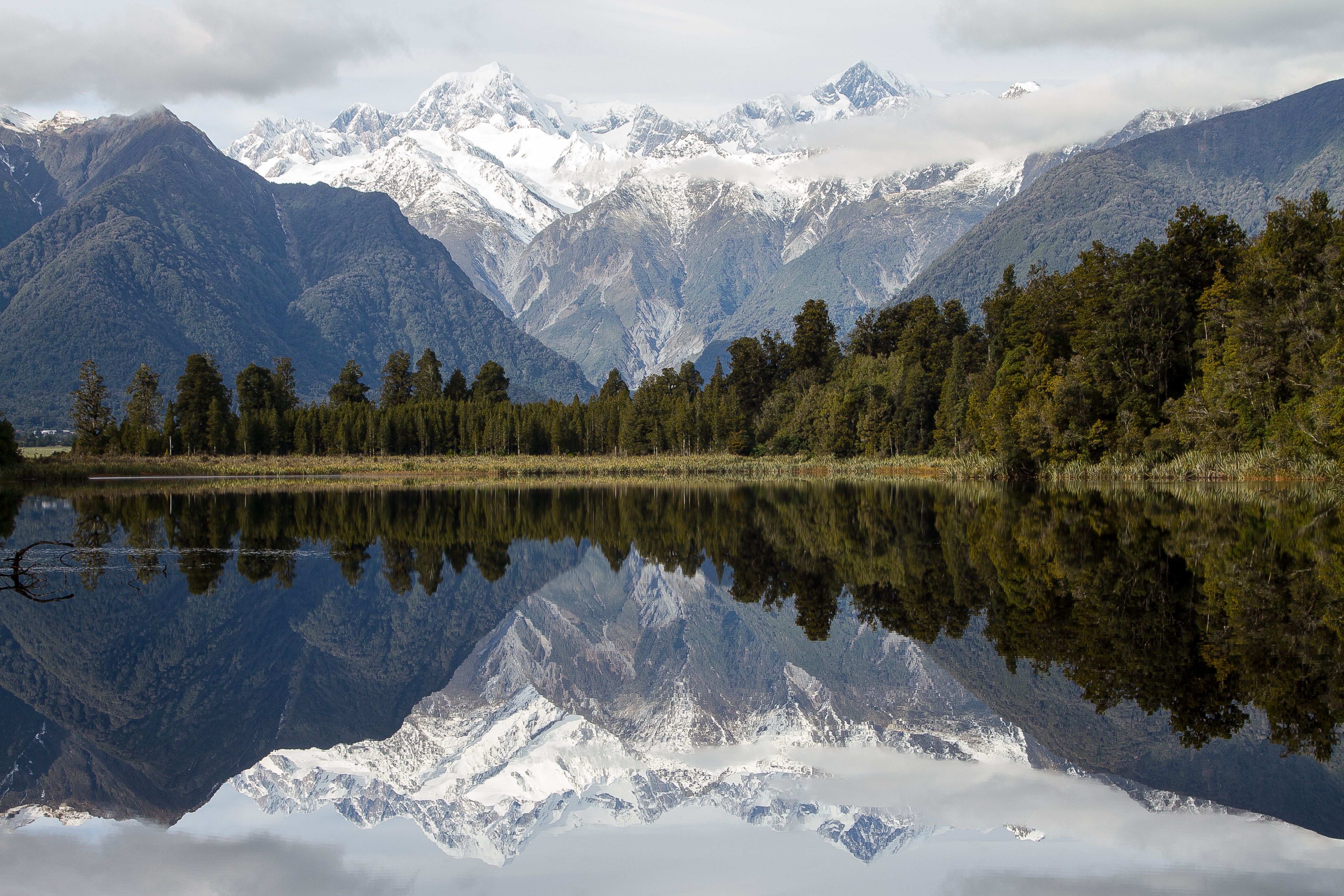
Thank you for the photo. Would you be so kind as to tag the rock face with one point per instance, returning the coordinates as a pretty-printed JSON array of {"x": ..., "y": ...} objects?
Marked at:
[
  {"x": 1236, "y": 164},
  {"x": 623, "y": 238},
  {"x": 587, "y": 703},
  {"x": 140, "y": 242}
]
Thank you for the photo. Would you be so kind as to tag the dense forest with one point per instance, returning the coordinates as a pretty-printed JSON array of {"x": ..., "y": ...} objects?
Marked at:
[
  {"x": 1193, "y": 605},
  {"x": 1207, "y": 342}
]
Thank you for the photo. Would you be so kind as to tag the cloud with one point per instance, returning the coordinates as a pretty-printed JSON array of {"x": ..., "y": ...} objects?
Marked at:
[
  {"x": 983, "y": 128},
  {"x": 143, "y": 860},
  {"x": 1155, "y": 25},
  {"x": 144, "y": 54},
  {"x": 1140, "y": 883}
]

+ + + +

▸ Work required: Edit the data from the line with "tag the dense" through the end of the data, replacing "cloud" with "cloud bank" and leaving everything else unchanged. Return only those lines.

▸ Exercise answer:
Thank you for the photo. Would you be so kind as to tag the dense forest with one point per instance, returning the coordinates as a pretty-printed JSON array of {"x": ..., "y": ...} objects?
Marked at:
[
  {"x": 1193, "y": 605},
  {"x": 1207, "y": 342}
]
Thank you for the photo. Would you be so kind as to tag the cloud bank with one point per instance, returning the coordinates as a pretty-printed JSON array of {"x": ..., "y": ...} objects?
Marked at:
[
  {"x": 983, "y": 128},
  {"x": 143, "y": 860},
  {"x": 1155, "y": 25},
  {"x": 144, "y": 54},
  {"x": 1140, "y": 883}
]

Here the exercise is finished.